## EXTRACT:
On its front page, the Daily Mail has a picture of the attacker being confronted by two men, one of whom is using a fire extinguisher to hose him down, while the other keeps him at bay with a long pole.

"Bravery on the bridge" is the headline. The paper has six pages of picture sequences and reports, outlining in detail what it calls the "five minutes of mayhem as terror returns to London Bridge".

The Daily Star calls it "a remarkable display of pure bravery" that undoubtedly saved the lives of many others.

The Daily Mirror's leader points out that the UK has experienced the brutality of terror before - but that does not make what happened on Friday any less horrific. It suggests that "the best response is to use the rest of the election campaign to uphold the values of tolerance and fairness the terrorists so despise".

The paper believes the most urgent line of inquiry will be whether or not the attacker had any links with terror cells. It says this will involve trying to establish whether he had travelled to places like Syria and Iraq.

HuffPost UK suggests that the attack "appears to mark a horrible new norm - with terrorist incidents afflicting the last three major democratic events in Britain."

Over in politics

Image copyright PA Media

The Sun urges the prime minister to make himself more prominent in the election campaign.

Questions have been asked about why Boris Johnson chose not to take part in a Channel 4 debate about climate change and why he hasn't confirmed that he will be interviewed, like other party leaders, by BBC journalist Andrew Neil. The Sun believes Mr Johnson should be "less timid, less defensive, more bullish about what he can achieve".

'Harm and distress' in the NHS

The Guardian reports that millions of NHS patients in England might be prevented from having routine treatments and tests as part of plans to save money. The paper says it has seen a list of 34 procedures - including hernia repair and the surgical removal of kidney stones - that would no longer be available.

The Patients' Association tells the Guardian that putting barriers in the way of previously commonplace care would cause "harm and distress". But the Academy of Medical Royal Colleges - one of the organisations that has compiled the list, along with NHS England - is quoted as saying: "medicine continually evolves and it's right we don't carry out tests, treatments or procedures when the evidence tells us they are inappropriate or ineffective".

'Political crisis' in Malta

Image copyright Reuters
Image caption Prime Minister Muscat is facing calls to resign over the murder of Daphne Curuana Galizia

The Guardian also turns its attention to what it describes as the "political crisis" in Malta caused by the government's handling of the investigation into the murder of political journalist Daphne Caruana Galizia two years ago.

The paper sees the situation as a threat not just to Malta, but potentially to the European Union as well. "If the rule of law is undermined on this island," it concludes, "the corruption could spread".

## WHAT IS EXPECTED:
Could you write out the part of the press review that opens with the words containing "The Patients' Association" and closes with "two years ago.", keeping every word and punctuation mark unchanged? You won't need any of the data that follows.

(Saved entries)

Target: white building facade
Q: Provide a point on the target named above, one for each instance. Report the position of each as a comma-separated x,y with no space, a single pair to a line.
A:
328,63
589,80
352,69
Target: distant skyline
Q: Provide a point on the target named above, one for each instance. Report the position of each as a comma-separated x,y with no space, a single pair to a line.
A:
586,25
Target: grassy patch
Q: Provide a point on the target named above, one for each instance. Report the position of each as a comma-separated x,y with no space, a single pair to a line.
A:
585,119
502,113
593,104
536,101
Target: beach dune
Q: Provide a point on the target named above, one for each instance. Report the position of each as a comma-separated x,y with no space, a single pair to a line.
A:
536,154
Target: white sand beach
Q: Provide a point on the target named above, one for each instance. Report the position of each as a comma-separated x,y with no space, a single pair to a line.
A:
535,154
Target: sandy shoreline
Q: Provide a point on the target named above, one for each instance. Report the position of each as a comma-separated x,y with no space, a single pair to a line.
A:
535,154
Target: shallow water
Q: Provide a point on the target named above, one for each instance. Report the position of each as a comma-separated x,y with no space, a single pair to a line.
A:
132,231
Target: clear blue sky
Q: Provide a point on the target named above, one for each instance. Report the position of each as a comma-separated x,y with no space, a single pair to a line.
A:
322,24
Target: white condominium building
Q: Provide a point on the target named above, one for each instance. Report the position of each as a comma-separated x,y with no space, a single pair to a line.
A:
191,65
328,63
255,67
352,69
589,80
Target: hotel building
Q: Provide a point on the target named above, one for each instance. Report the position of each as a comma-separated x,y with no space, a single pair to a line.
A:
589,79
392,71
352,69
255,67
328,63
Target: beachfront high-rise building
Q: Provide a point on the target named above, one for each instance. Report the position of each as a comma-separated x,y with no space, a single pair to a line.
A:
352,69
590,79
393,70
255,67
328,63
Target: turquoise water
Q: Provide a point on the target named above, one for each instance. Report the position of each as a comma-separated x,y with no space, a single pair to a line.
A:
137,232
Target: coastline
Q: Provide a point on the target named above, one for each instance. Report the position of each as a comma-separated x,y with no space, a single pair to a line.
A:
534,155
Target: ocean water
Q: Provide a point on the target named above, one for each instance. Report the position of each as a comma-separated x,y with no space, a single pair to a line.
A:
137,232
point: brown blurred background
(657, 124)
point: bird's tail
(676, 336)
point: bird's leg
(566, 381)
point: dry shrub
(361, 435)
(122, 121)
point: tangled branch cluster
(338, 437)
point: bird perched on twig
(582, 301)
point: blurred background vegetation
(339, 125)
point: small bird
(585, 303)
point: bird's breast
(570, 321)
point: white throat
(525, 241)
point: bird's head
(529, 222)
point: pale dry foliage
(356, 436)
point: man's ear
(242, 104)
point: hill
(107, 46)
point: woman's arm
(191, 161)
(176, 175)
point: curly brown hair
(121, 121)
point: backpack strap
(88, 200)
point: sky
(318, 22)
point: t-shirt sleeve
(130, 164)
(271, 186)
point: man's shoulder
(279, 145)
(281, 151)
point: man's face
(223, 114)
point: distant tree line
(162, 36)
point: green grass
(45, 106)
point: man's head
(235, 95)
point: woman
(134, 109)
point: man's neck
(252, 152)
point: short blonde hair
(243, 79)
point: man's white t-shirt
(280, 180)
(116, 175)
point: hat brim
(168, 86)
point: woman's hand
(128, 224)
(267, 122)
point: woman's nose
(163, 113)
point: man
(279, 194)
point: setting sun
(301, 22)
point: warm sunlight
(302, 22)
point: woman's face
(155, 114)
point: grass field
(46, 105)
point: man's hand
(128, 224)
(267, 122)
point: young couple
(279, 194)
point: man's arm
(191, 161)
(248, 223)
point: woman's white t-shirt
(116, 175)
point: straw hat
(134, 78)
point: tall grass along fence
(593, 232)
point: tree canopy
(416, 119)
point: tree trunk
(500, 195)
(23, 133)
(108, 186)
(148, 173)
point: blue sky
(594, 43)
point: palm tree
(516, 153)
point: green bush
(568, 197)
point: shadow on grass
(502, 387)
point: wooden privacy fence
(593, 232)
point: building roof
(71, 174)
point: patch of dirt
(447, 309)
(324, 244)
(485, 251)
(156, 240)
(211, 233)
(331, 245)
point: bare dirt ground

## SOLUTION:
The Patients' Association tells the Guardian that putting barriers in the way of previously commonplace care would cause "harm and distress". But the Academy of Medical Royal Colleges - one of the organisations that has compiled the list, along with NHS England - is quoted as saying: "medicine continually evolves and it's right we don't carry out tests, treatments or procedures when the evidence tells us they are inappropriate or ineffective".

'Political crisis' in Malta

Image copyright Reuters
Image caption Prime Minister Muscat is facing calls to resign over the murder of Daphne Curuana Galizia

The Guardian also turns its attention to what it describes as the "political crisis" in Malta caused by the government's handling of the investigation into the murder of political journalist Daphne Caruana Galizia two years ago.